- [TASK DETAILS]: Exactly reproduce the lines beginning with the line that includes "Practice step: find every instance of the crowd" and ending with the last line of the data.
— START OF GIVEN DATA —
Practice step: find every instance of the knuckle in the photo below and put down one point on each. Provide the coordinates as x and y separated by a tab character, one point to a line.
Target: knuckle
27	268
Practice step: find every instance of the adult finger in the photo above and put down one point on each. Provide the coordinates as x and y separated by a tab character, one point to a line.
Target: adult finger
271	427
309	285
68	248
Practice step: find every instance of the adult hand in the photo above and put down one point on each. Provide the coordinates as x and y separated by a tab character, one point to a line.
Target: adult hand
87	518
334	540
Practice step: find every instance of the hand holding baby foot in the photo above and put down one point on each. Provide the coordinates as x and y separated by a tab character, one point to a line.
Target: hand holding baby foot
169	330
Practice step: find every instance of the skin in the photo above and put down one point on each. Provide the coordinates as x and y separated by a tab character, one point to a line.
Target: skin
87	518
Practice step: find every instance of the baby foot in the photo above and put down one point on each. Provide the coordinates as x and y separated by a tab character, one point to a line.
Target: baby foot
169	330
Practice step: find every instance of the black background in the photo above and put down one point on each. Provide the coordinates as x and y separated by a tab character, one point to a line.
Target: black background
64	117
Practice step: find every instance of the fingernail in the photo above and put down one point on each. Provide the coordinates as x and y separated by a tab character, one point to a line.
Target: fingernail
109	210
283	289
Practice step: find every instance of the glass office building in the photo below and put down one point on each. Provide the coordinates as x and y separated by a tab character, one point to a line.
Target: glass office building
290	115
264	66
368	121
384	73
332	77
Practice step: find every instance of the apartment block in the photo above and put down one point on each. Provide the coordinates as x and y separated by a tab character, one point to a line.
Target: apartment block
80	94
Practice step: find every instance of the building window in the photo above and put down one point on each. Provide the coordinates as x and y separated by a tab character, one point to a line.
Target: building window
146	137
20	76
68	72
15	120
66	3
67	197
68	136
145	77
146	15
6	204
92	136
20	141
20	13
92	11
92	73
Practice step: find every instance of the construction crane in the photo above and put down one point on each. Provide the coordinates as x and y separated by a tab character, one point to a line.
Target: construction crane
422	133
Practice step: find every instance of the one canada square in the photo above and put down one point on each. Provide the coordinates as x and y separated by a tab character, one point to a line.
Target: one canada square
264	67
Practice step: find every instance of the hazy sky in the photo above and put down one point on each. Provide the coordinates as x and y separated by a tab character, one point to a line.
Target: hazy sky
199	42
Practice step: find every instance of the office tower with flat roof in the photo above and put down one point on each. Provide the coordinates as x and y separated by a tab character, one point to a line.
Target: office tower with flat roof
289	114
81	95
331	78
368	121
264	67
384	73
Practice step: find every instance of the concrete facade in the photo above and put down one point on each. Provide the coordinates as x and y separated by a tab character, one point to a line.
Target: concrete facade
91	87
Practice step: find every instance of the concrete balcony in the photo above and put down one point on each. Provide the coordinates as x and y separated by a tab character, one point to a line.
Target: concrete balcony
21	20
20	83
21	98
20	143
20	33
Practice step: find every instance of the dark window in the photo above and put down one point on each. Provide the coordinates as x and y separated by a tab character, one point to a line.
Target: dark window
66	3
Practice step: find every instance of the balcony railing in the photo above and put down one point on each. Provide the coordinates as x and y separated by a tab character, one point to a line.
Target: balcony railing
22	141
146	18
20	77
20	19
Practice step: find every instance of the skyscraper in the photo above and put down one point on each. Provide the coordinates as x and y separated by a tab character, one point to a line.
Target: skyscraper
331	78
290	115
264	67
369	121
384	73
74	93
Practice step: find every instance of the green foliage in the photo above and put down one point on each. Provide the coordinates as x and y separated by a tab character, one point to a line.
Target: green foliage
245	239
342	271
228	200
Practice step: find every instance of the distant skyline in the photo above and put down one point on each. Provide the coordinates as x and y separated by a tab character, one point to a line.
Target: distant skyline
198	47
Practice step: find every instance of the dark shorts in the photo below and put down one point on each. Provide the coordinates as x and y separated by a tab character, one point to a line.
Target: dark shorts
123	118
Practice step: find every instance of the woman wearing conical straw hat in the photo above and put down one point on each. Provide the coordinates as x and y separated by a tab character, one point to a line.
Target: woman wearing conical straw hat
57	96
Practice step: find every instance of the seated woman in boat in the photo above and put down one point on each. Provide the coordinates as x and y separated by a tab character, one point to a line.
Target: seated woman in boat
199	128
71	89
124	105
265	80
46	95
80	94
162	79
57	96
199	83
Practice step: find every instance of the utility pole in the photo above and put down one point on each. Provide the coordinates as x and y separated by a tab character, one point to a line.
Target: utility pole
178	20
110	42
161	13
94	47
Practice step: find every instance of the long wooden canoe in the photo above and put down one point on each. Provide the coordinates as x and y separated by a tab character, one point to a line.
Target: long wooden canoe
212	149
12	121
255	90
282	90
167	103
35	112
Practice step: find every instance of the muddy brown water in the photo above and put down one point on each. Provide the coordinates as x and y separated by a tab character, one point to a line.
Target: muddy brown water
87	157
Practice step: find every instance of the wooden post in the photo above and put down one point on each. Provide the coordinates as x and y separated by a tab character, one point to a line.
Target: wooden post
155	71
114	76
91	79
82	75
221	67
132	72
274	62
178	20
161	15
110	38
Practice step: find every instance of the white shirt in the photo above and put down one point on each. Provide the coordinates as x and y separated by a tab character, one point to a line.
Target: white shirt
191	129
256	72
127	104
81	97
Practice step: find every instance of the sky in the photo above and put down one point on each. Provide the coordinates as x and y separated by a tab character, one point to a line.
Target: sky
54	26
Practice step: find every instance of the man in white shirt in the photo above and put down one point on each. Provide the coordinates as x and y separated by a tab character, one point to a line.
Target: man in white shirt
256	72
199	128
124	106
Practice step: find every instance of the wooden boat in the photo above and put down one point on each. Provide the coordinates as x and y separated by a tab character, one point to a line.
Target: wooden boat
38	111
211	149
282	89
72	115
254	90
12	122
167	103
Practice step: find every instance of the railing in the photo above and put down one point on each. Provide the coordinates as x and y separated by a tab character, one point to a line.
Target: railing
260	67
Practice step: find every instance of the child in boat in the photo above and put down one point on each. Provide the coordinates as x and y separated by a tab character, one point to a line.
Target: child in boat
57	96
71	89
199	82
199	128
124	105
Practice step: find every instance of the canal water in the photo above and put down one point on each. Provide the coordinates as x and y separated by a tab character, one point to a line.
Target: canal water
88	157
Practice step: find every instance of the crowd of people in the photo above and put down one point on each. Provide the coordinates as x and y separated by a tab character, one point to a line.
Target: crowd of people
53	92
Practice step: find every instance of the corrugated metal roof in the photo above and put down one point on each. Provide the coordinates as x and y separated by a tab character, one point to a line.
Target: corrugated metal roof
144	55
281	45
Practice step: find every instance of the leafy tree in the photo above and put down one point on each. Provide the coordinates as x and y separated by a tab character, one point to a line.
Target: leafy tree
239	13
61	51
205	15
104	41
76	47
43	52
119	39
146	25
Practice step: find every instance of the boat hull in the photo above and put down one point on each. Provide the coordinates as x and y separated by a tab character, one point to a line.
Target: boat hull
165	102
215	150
— END OF GIVEN DATA —
- [RESULT FOR THIS EXERCISE]:
Practice step: find every instance of the crowd of people in the photo above and put down one point on each. Provide the coordinates as x and y separated by a tab character, one point to a line.
Target: crowd of people
53	92
Practice step: find every instance of the corrugated metal roof in the photo above and put down one point on each. Provide the coordinates as x and y separated by a tab character, one point to a line.
Target: corrugated metal roof
144	55
281	45
Practice step: find every instance of the leafy tree in the photo above and put down one point on each. Provide the coordinates as x and y separated by a tab character, one point to a line.
Target: leafy tree
239	13
61	51
205	15
104	41
76	47
43	52
119	39
146	25
Practice step: find every instance of the boat hull in the photo above and put down one point on each. Provide the coordinates as x and y separated by a tab character, one point to a line.
Target: boat hull
165	102
215	150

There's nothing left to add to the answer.